For the word "house", copy every line of the material that includes it.

The data:
++++++++++
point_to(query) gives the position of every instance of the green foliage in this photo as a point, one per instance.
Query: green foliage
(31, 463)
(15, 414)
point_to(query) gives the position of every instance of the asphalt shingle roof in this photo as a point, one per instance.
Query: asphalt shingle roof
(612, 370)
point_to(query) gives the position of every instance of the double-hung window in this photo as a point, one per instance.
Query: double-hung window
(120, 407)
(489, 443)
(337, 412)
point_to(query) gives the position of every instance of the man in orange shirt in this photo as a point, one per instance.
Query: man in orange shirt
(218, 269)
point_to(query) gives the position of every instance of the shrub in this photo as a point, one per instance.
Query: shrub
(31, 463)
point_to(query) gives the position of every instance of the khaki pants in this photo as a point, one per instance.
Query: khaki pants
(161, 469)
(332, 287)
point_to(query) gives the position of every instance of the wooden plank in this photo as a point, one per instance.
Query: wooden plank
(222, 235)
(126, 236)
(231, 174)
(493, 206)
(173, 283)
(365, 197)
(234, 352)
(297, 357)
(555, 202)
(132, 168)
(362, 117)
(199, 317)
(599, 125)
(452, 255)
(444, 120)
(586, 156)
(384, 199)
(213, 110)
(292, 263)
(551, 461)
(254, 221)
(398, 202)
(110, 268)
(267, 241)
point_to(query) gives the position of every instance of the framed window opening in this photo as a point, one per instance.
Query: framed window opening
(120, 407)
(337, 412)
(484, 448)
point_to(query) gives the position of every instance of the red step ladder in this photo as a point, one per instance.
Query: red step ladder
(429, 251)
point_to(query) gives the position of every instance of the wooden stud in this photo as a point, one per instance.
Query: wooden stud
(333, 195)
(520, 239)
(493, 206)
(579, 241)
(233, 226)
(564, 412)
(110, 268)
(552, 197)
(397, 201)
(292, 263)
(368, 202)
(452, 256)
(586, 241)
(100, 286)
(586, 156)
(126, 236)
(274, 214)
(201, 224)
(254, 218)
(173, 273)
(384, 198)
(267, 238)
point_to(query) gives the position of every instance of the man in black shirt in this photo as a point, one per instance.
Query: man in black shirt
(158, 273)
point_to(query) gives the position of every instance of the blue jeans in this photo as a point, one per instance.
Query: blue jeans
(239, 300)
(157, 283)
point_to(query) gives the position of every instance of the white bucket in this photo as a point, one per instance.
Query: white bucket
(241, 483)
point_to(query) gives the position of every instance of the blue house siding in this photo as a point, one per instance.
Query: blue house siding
++++++++++
Reply:
point_to(query) gives the position of every instance of the blue house siding in this photo as a point, one per instance.
Query: blue house siding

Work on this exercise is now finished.